> Records supplied
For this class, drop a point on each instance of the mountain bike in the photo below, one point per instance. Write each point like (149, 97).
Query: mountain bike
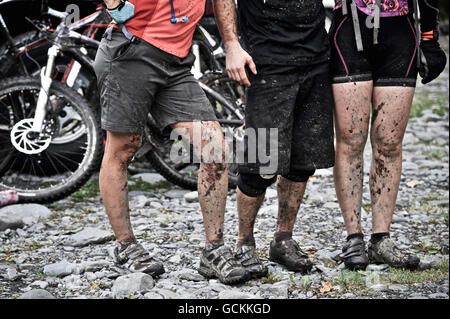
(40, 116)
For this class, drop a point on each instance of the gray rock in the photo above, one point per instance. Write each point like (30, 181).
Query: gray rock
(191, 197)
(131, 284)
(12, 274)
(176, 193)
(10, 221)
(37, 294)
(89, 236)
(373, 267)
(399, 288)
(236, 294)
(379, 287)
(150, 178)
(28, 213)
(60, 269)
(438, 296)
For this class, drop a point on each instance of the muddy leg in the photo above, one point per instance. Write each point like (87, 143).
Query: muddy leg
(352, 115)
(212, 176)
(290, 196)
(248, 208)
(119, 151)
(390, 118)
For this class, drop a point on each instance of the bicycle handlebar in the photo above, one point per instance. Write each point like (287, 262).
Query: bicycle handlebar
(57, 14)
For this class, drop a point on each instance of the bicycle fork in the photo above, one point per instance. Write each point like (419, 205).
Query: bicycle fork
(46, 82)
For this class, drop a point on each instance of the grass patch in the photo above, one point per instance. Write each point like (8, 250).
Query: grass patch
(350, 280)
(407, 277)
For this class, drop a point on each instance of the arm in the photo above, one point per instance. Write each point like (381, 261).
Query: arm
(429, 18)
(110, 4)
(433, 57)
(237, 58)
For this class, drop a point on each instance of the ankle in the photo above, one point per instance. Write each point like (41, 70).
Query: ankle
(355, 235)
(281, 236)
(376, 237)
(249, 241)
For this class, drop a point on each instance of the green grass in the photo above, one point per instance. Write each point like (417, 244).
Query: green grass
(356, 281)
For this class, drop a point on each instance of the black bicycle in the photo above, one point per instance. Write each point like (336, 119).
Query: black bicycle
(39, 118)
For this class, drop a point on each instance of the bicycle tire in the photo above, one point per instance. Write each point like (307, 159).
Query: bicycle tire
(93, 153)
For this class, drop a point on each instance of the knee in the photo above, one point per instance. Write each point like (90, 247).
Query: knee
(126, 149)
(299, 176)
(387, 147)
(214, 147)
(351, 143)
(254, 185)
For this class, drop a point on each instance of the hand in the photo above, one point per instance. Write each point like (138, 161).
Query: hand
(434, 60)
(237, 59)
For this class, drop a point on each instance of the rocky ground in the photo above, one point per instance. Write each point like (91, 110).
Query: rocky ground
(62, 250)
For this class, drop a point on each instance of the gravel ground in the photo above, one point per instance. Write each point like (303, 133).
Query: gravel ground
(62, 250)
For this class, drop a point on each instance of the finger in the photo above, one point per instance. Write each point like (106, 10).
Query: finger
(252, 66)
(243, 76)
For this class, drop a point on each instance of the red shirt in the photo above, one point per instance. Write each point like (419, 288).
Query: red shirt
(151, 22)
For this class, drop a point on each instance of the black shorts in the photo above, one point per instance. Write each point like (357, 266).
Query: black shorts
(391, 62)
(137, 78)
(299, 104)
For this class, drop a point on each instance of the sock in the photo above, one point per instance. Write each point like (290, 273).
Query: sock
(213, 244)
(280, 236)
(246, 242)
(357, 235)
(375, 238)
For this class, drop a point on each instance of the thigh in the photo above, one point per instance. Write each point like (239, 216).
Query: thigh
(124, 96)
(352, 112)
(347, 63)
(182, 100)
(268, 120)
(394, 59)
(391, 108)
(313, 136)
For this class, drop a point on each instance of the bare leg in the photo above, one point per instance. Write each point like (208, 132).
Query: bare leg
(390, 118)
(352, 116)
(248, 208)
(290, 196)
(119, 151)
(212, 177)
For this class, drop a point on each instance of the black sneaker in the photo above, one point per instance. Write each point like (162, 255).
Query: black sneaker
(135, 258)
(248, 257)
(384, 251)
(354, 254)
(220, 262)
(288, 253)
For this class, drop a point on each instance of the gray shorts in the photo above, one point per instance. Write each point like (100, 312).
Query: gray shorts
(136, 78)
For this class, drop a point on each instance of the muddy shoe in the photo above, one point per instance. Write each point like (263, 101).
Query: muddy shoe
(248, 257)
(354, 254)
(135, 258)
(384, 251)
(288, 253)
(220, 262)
---
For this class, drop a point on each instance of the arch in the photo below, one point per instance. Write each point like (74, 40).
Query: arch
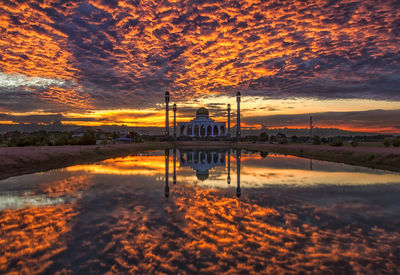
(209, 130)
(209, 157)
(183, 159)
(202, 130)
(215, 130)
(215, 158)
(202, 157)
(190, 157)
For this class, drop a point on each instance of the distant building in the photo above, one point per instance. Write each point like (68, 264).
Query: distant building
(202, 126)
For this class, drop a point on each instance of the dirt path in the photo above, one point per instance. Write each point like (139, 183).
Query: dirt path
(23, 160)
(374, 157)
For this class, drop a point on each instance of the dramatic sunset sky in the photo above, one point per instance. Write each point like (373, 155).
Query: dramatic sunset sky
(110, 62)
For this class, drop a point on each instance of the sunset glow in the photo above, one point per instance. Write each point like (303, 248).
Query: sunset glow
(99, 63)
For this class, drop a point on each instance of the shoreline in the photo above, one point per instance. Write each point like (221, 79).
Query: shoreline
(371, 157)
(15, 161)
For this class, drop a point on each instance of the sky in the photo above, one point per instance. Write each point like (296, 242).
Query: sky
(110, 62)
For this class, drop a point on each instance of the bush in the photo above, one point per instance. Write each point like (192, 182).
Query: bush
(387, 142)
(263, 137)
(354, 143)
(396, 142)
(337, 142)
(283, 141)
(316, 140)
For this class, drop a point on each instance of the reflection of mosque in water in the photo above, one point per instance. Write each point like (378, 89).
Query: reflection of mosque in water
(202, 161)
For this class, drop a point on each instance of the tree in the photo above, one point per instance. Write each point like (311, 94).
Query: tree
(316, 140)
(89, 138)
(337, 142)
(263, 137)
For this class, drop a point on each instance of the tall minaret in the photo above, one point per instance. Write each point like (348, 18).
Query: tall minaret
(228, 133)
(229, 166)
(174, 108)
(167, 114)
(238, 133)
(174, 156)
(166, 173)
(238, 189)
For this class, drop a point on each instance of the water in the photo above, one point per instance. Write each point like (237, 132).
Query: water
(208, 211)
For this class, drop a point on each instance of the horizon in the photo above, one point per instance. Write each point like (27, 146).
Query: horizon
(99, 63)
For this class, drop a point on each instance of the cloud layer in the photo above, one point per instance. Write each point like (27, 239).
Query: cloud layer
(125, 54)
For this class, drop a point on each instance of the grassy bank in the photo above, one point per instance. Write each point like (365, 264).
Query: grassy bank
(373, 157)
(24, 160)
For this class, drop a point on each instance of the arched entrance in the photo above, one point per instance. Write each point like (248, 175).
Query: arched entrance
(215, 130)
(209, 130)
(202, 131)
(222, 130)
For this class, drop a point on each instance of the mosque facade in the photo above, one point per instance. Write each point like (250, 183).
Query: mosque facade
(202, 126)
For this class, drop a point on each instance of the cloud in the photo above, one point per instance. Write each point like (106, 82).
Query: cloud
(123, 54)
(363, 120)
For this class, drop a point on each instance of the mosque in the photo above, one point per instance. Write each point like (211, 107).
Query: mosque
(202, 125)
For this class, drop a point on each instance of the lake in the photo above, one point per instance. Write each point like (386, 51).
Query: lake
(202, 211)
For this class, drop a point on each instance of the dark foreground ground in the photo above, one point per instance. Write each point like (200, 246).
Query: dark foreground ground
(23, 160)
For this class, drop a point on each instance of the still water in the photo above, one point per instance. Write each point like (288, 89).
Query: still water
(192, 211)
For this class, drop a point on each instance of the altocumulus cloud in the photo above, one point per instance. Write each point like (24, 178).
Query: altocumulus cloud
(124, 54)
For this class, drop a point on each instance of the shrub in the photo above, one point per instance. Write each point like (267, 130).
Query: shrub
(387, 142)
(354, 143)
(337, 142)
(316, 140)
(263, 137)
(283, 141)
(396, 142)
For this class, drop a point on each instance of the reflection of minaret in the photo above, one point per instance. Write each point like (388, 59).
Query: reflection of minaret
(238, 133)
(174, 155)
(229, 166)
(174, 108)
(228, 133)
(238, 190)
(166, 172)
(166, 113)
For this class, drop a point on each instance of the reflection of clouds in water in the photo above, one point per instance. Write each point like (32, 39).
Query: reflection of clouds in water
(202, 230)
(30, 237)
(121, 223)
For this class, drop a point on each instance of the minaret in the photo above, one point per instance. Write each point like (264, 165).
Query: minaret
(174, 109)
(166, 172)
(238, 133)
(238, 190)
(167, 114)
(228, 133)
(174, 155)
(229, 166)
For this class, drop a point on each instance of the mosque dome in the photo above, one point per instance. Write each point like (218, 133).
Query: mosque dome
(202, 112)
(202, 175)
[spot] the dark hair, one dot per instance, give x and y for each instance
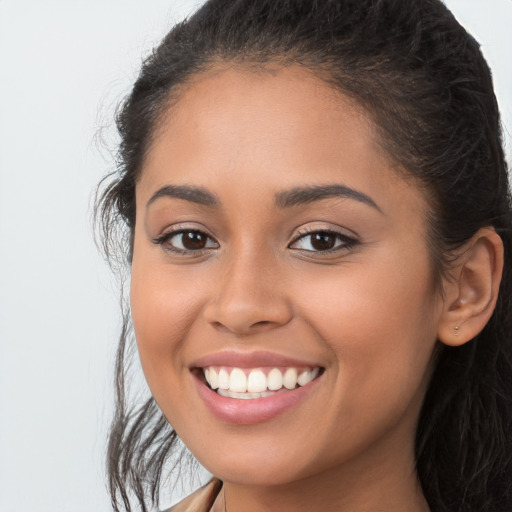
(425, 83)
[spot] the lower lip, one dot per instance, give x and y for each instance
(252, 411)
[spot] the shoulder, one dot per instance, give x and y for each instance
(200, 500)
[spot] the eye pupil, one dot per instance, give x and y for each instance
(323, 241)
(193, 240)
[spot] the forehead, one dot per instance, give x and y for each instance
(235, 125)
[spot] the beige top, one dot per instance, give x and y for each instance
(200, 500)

> Work order
Throughout the records, the word "below" shows up on certain lines. Report how many lines, with only the number.

> Result for this exercise
2